| DIRECTION |
Below are some records; return each one exactly.

** start INFORMATION PROVIDED **

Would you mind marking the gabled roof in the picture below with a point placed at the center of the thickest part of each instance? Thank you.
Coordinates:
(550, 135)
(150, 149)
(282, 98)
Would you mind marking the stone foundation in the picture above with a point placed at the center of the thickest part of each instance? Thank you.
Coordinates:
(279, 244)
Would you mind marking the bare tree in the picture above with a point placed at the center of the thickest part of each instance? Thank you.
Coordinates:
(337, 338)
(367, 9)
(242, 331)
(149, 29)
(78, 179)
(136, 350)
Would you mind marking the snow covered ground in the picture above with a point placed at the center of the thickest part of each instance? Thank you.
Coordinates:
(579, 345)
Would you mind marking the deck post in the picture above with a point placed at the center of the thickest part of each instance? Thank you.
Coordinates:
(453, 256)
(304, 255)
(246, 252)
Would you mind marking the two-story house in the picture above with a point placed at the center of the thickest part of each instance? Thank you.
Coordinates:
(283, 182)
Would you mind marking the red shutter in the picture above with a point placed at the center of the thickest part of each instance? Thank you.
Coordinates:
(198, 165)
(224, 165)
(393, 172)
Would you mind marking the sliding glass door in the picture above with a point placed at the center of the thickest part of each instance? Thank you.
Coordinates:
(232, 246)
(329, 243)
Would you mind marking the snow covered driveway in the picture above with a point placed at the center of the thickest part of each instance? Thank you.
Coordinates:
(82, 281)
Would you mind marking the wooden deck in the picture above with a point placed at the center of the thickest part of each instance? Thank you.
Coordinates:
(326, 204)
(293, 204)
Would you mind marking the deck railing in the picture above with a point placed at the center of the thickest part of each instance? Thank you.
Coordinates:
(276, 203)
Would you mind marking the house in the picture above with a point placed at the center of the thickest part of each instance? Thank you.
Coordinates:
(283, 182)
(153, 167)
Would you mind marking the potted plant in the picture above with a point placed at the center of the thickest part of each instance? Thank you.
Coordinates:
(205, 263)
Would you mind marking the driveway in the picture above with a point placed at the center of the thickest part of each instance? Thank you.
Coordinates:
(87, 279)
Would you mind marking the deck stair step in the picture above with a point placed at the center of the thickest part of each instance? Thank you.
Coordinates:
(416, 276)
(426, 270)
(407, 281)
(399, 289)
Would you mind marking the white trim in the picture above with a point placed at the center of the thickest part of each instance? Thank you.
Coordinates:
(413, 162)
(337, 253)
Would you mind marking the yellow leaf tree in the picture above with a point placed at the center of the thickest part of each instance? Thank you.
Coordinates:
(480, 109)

** end INFORMATION PROVIDED **

| SOLUTION TO THIS TASK |
Would you mind marking the gabled roof in the picture below with a point placed at the center of the thickest part of each instance? Thank you.
Coordinates:
(550, 135)
(150, 149)
(282, 98)
Would you mind marking the stone foundation in the picture above with a point placed at the center of the thickest part of each instance? Thank you.
Coordinates:
(279, 244)
Would you mind marking the bare tree in the picture above with a point placed at the center of the thickest part of each instance? Thank you.
Coordinates:
(337, 338)
(367, 9)
(242, 331)
(149, 29)
(78, 179)
(136, 350)
Would you mind marking the snow covered ground in the picture above with a point placed at the center of the thickest part of each instance? Thank you.
Coordinates:
(579, 345)
Would you mind marking the deck post in the picture above with a point placed at the center of the thickest part of each instance? Thank you.
Coordinates:
(453, 256)
(304, 255)
(246, 252)
Would you mind marking the two-story house in the picture above with a point placed at the center of the thickest part of each instance? Thank you.
Coordinates:
(283, 182)
Would you mind marking the red shutter in the picture above with a point placed at the center of the thickest part of each instance? Thank you.
Coordinates:
(198, 165)
(224, 165)
(393, 172)
Would you mind marking the sliding glass door in the picture above with a point placed at the center of the thickest part of each instance? Thank you.
Coordinates:
(232, 246)
(329, 243)
Would you mind marking the snow covered driveway in the picture above with a point placed at the center of the thickest part of each instance? Thank you.
Coordinates:
(82, 281)
Would you mind marking the wooden deck in the picture above with a point placed at the center of the thickest part of each instance? Thank you.
Coordinates:
(326, 204)
(293, 204)
Would you mind marking the deck railing in the picture above with a point placed at the center of the thickest part of each instance? Thank you.
Coordinates:
(276, 203)
Would you mind marking the house in the picture above with a point placed at the center of the thickest part of each instance? Thank you.
Coordinates:
(283, 182)
(153, 167)
Would you mind marking the potted plant in the picture above with a point placed at the center of the thickest part of each instance? Thank you.
Coordinates:
(205, 263)
Would you mind marking the driveway in the picture above with a point placed at the center of the thickest part of each instance? Thank you.
Coordinates:
(87, 279)
Would you mind marking the deck stair step in the picture above with a point placed at the center of the thickest part of each instance? Thank you.
Coordinates:
(416, 276)
(426, 270)
(407, 281)
(399, 289)
Would you mind marking the white trim in the picture above with a point placed at the center of the thickest part of each instance? Thank you.
Coordinates:
(413, 162)
(337, 253)
Would you mind marking the yellow leaf tree in the picture above with a point placed at the center of the thickest part of each instance? Thank you.
Coordinates:
(480, 109)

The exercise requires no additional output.